Stated exercise A
How would you put this sentence from the sandhi discussion into Spanish: "Assimilation and sandhi are two different things, though assimilation can be a kind of sandhi."?

Source

____________________

Avestan[1] uses this term explicitly as well, though I am pretty sure this is from a Gujarati influence Khirad 11:17, 26 September 2005 (UTC)

Mandarin[edit]

However, this is difficult to say, so the tone on nǐ mutates into ní. This is incorrect, the sound does change, but it only changes into a half third tone, not into a full 2nd tone.

Internal Sandhi[edit]

I think that the example of internal sandhi is incorrect:

  • Internal sandhi features the alteration of sounds within words at morpheme boundaries, as in sympathy (syn- + pathy).

Wouldn't the "syn" change to "sym" simply because of assimilation to the p because it is much easier to say mp than np? Miss Madeline | Talk to Madeline 19:03, 28 March 2006 (UTC)

I think assimilation is a form of Sandhi. --Krsont 18:34, 4 May 2006 (UTC)
Actually the proper name of this article should be "assimilation". That's what it's called in linguistics. The term "sandhi" is probably just used by Sanskrit afficionados, and so belongs solely on sa.wikipedia.org -- bkhl 17:48, 18 September 2006 (UTC)
Assimilation and sandhi are two different things, though assimilation can be a kind of sandhi. If assimilation doesn't happen at a word or morpheme boundary, it isn't sandhi. Synchronically, in that case, you'd be hard pressed to identify it as assimilation if there was no morpheme boundary, but there are plenty of historical assimilations that aren't sandhi (e.g. Latin septem > Italian sette "seven"). And sandhi needn't be assimilation, either; it can be dissimilation, metathesis, lenition, fortition, etc. as well. —Angr 10:38, 26 November 2006 (UTC)
Absolutely right. And furthermore, the details of what happens phonetically at word boundaries can be quite different from what happens elsewhere. As in Sanskrit, final *-as [əs] before a word beginning with a nasal first assimilates to *-az [əz] and then loses the *z with compensatory lengthening of the preceding [ə] (which falls together with the outcomes of smoothened diphthongs), thus aśvo mama "my horse"; but no such thing happens medially, as in asmi [əsmi] "I am". Alsihler 15:58, 15 December 2006 (UTC)

____________________

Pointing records
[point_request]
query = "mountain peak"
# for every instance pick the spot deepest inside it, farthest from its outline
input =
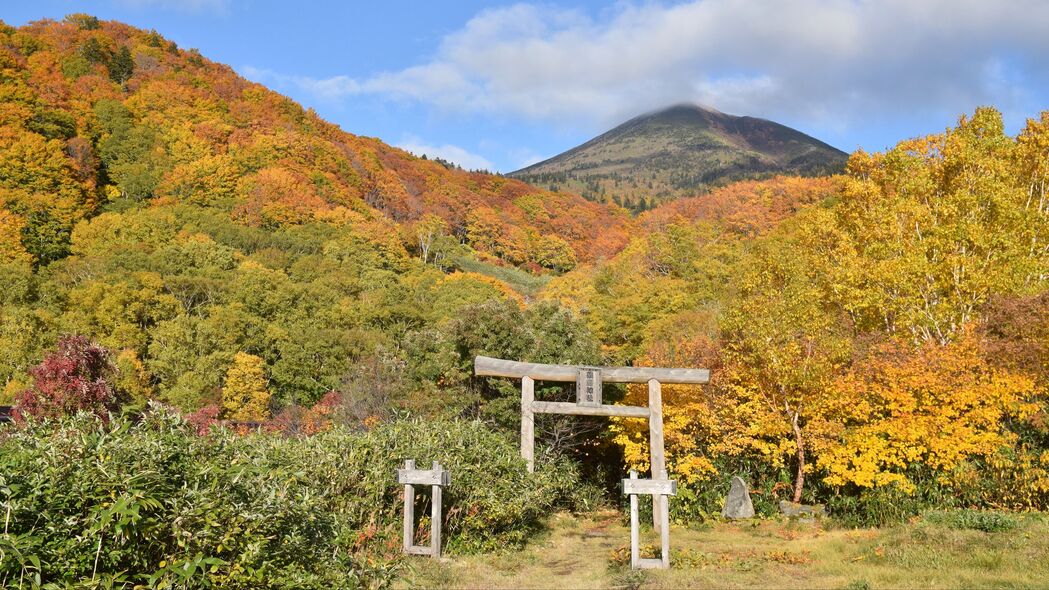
(681, 150)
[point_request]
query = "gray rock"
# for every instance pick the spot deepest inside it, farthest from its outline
(737, 504)
(799, 510)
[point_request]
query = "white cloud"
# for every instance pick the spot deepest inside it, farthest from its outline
(826, 60)
(447, 151)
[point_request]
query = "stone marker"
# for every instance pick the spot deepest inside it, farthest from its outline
(737, 504)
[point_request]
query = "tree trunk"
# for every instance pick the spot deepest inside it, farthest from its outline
(799, 480)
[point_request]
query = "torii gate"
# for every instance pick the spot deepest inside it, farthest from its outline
(589, 402)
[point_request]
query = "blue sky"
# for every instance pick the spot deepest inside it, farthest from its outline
(499, 85)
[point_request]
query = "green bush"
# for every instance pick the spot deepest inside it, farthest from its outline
(149, 502)
(972, 520)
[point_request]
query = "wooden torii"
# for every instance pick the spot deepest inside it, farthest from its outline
(589, 380)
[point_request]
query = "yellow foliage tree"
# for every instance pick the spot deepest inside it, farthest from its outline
(244, 394)
(936, 406)
(691, 430)
(11, 238)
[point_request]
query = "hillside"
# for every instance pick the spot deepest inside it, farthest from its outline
(100, 116)
(681, 151)
(196, 224)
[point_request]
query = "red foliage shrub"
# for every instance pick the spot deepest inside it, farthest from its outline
(73, 378)
(204, 419)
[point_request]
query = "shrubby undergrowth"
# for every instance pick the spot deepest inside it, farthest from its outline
(150, 502)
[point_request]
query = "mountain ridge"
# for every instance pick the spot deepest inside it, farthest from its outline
(679, 151)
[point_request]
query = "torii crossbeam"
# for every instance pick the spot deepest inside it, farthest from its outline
(589, 380)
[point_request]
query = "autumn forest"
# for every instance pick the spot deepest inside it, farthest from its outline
(210, 269)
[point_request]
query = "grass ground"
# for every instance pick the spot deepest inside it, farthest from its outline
(593, 551)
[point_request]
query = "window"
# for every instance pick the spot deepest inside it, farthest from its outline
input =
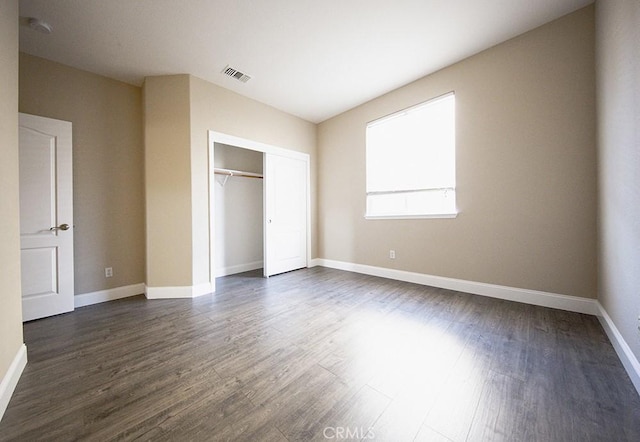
(411, 162)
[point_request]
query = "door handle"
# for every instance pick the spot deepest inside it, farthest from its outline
(60, 227)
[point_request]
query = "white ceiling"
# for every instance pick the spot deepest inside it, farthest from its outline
(311, 58)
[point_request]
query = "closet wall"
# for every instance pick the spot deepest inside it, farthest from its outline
(238, 211)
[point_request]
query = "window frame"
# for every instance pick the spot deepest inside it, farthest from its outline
(445, 214)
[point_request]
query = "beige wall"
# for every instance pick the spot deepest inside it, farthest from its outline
(526, 169)
(167, 181)
(179, 112)
(10, 300)
(108, 193)
(618, 73)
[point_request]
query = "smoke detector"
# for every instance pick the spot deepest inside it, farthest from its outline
(234, 73)
(40, 26)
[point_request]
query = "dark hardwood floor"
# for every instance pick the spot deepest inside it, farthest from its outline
(321, 354)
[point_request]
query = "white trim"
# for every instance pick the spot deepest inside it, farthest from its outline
(534, 297)
(201, 289)
(628, 359)
(182, 292)
(219, 137)
(434, 216)
(91, 298)
(11, 378)
(232, 270)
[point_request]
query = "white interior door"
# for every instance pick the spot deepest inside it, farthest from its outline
(46, 216)
(285, 190)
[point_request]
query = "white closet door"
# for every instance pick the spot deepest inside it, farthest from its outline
(46, 216)
(285, 191)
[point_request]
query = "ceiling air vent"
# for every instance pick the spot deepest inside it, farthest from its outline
(234, 73)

____________________

Stated exercise B
Which lines of the rows above contain the string "mountain"? Show each of them in full.

Written answer A
La asimilación y el sandhi son dos cosas distintas, aunque la asimilación puede ser un tipo de sandhi.

Written answer B
query = "mountain peak"
query = "mountain ridge"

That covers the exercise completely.